◆ **Written task a**
Rewrite only the entries starting at the line containing "Task: set a pin on each instance of the number" and continuing through the last line of the entries. Put "shirt" in place of "jersey" and keep everything else the same.

◆ **Source document**
· · · · ·

World / US and Canada

Obamas wowed by China

By ZHAO SHENGNAN, LI XIAOKUN and LIU WEI in Beijing and CHEN WEIHUA in Washington (China Daily USA) Updated: 2014-03-24 09:56

Obamas wowed by China

Wall walkers: US first lady Michelle Obama and her daughters Malia (left) and Sasha visit the Mutianyu section of the Great Wall in suburban Beijing on Sunday. ZHU XINGXIN / CHINA DAILY

US First Lady Michelle Obama and her two daughters, Malia and Sasha, have become true heroes when they reached the Great Wall in Beijing's suburbs on Sunday, as the Chinese saying goes.

Walking on top of the ancient wall at Mutianyu and looking down over the ravine, the three were stunned by the "breathtaking" views at "one of the great marvels of human history" as Mrs Obama described in her White House travel blog on Sunday.

"During our visit to the wall, I couldn't stop thinking about what a massive undertaking it must have been to build it," she wrote.

While the new blog gave a short introduction to American people of the history of the Great Wall, the White House also released a photo showing the first lady having fun coming down the wall by taking a toboggan ride.

Mrs Obama, her mother Marian Robinson, and her two daughters are on their first trip to China from March 19-26, with stops in Beijing, Xi'an and Chengdu.

On Sunday, the four had lunch at a restaurant renovated from a former school building located near a section of the Great Wall.

· · · · ·

◆ **Available data**
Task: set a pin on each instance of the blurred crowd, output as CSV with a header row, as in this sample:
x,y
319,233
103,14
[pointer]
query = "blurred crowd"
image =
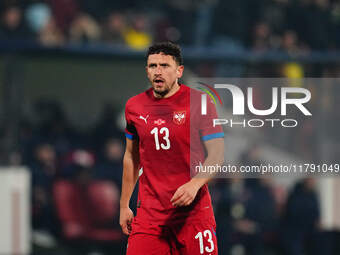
x,y
76,181
295,26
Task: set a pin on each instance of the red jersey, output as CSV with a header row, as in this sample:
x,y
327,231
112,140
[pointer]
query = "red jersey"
x,y
170,134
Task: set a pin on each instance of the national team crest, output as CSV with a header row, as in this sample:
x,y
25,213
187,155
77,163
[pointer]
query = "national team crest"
x,y
179,117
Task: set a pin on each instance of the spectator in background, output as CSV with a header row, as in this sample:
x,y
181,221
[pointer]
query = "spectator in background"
x,y
12,25
301,219
64,11
44,170
262,37
110,163
40,19
106,126
138,36
84,29
114,28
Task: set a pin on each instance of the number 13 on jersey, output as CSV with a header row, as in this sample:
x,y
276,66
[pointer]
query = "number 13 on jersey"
x,y
165,142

· · · · ·

◆ **Written task b**
Copy the passage from the article on the Obamas' visit to China word for word, starting at "US First Lady Michelle Obama and her two" and stopping after "Chinese saying goes.".

◆ **Full answer a**
Task: set a pin on each instance of the number 13 on shirt, output as CSV with a header row, as in this sample:
x,y
276,66
[pointer]
query = "number 13 on shirt"
x,y
165,142

◆ **Full answer b**
US First Lady Michelle Obama and her two daughters, Malia and Sasha, have become true heroes when they reached the Great Wall in Beijing's suburbs on Sunday, as the Chinese saying goes.